##### Text to read

14. The connector assembly of claim 13 wherein the connector
housing defines a first slot and a second slot, the first slot
extending longitudinally through the connector body and receiving
the lock reinforcement, the second slot extending laterally through
the connector body and receiving the secondary lock.
15. The connector assembly of claim 13 wherein the lock
reinforcement includes a cam and the secondary lock includes a cam
follower, the cam engaging the cam follower to move the secondary
lock from a third position to a fourth position when the lock
reinforcement is moved from the first position to the second
position.
16. The connector assembly of claim 13 wherein the first subset of
the terminal cavities and the second subset of the terminal
cavities are proper subsets of the plurality of terminal cavities,
and wherein the terminal cavities included in the second subset are
different from the terminal cavities included in the first
subset.

##########
##### Data rows

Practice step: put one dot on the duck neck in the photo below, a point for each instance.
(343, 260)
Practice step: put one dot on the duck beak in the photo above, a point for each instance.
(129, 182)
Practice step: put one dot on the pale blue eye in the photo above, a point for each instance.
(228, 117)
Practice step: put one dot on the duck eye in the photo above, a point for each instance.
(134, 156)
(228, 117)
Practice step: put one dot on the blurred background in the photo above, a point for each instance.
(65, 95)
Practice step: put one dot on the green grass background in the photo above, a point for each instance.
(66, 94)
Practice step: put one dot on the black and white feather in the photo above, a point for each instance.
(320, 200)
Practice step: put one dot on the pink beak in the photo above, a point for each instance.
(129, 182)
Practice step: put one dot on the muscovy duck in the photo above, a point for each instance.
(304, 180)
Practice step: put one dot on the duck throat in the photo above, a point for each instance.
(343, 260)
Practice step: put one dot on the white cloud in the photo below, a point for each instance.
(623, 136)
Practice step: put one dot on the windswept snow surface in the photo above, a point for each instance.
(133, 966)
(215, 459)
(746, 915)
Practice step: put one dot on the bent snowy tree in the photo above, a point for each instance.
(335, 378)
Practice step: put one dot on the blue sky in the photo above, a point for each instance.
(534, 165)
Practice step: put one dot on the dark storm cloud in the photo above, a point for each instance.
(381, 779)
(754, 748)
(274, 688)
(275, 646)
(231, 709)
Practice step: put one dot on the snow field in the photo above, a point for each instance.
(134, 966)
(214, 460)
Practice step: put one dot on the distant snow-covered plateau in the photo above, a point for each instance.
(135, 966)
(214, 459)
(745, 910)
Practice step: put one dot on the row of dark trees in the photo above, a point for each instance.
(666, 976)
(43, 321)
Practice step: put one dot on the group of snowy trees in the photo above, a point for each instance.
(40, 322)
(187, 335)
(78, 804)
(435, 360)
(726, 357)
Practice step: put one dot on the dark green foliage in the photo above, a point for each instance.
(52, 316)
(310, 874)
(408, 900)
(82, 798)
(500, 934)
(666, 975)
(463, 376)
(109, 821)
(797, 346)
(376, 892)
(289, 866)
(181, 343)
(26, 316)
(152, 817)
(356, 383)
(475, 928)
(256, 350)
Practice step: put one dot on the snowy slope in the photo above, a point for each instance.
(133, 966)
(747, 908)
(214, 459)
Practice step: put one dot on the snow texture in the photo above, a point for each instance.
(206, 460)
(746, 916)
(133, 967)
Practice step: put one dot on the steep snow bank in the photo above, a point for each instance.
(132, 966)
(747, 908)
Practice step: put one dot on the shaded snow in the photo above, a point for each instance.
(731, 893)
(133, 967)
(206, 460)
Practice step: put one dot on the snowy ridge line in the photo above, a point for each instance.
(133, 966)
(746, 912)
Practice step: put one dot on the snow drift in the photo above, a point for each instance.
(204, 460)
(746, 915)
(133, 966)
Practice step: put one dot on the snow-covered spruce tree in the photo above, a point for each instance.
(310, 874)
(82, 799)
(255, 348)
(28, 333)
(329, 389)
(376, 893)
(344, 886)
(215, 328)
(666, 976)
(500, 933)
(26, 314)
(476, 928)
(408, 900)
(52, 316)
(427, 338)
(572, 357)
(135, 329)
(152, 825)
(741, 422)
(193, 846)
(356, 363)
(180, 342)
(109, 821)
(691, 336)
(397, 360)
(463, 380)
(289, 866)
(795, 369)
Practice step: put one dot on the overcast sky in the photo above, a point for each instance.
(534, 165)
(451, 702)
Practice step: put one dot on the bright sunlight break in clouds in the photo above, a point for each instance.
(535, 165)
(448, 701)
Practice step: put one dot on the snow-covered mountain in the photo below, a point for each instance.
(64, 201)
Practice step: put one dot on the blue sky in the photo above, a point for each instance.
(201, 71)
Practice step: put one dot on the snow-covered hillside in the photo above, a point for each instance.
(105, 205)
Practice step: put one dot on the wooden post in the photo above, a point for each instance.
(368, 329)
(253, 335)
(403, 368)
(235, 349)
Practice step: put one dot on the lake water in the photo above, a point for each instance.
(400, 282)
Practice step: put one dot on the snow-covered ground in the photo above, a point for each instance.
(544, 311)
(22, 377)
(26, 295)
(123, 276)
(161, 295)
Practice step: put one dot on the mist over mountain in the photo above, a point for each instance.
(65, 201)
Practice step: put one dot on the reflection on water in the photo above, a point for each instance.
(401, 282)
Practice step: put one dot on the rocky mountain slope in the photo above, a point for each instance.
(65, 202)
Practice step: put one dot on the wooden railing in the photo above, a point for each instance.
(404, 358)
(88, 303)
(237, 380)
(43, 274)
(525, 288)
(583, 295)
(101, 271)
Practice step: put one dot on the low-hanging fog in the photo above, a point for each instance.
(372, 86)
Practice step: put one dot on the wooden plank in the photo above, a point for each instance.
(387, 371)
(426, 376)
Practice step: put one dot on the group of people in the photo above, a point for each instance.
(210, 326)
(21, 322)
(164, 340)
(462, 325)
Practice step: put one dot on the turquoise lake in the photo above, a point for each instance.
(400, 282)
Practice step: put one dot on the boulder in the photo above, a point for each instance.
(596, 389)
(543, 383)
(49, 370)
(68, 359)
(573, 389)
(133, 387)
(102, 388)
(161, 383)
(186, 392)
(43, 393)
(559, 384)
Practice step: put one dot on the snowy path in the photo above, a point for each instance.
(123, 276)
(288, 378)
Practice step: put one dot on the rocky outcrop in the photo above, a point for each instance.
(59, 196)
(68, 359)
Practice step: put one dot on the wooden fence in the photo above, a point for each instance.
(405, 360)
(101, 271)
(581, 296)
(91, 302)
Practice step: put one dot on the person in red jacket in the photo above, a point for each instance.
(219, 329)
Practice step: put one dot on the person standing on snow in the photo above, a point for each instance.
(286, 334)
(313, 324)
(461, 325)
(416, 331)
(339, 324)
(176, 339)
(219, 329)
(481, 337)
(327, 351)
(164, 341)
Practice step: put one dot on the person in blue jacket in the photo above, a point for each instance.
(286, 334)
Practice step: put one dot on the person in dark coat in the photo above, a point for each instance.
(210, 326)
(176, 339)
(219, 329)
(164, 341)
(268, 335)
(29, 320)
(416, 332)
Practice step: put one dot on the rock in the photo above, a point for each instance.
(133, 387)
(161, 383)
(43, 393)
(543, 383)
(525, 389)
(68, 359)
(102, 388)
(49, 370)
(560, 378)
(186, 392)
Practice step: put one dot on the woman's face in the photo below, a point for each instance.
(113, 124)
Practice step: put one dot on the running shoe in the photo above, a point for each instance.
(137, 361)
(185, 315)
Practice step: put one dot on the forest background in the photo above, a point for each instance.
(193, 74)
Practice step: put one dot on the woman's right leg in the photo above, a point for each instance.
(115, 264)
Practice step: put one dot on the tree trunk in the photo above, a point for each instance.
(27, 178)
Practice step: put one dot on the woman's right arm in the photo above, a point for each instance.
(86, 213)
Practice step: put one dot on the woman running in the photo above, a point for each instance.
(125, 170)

##########

__Task instructions__.
1. Please list every component of the connector assembly that claim 15 of the connector claims names.
2. Go on with the connector assembly claims above, starting after the final sentence of claim 16.
Nothing in the lines is needed for what comes next.

__Task answers__.
1. Lock reinforcement, secondary lock, cam, and cam follower.

2.
17. A connector assembly comprising: a connector body having a
plurality of terminal cavities and a plurality of lock projections
that are configured to engage a plurality of terminals to retain
the plurality of terminals in the plurality of terminal cavities; a
lock reinforcement that is slidable relative to the connector body
for movement between a pre-set position and a full-set position,
the lock reinforcement being configured to engage a subset of the
lock projections to maintain the lock projections in engagement
with a first subset of the terminals when the lock reinforcement is
in the full-set position; and a secondary lock that is slidable
relative to the connector body and is coupled to the lock
reinforcement, the secondary lock being configured to engage a
second subset of the terminals to retain the plurality of terminals
in the plurality of terminal cavities independent from the
plurality of lock projections when the lock reinforcement is in the
full-set position.
18. The connector assembly of claim 17 wherein the connector body
defines a first slot and a second slot, the first slot extending
longitudinally through the connector body and receiving the lock
reinforcement, the second slot extending laterally through the
connector body and receiving the secondary lock.
19. The connector assembly of claim 17 wherein the lock
reinforcement includes a cam and the secondary lock includes a cam
follower, the cam engaging the cam follower to move the secondary
lock into engagement with the second subset of the terminals when
the lock reinforcement is moved from the pre-set position to the
full-set position.
20. The connector assembly of claim 17 wherein the first subset of
the terminal cavities and the second subset of the terminal
cavities are proper subsets of the plurality of terminal cavities,
and wherein the terminal cavities included in the second subset are
different from the terminal cavities included in the first subset.
Description
FIELD
The present disclosure relates to electrical connectors, and more
particularly, to cam-actuated independent secondary locks.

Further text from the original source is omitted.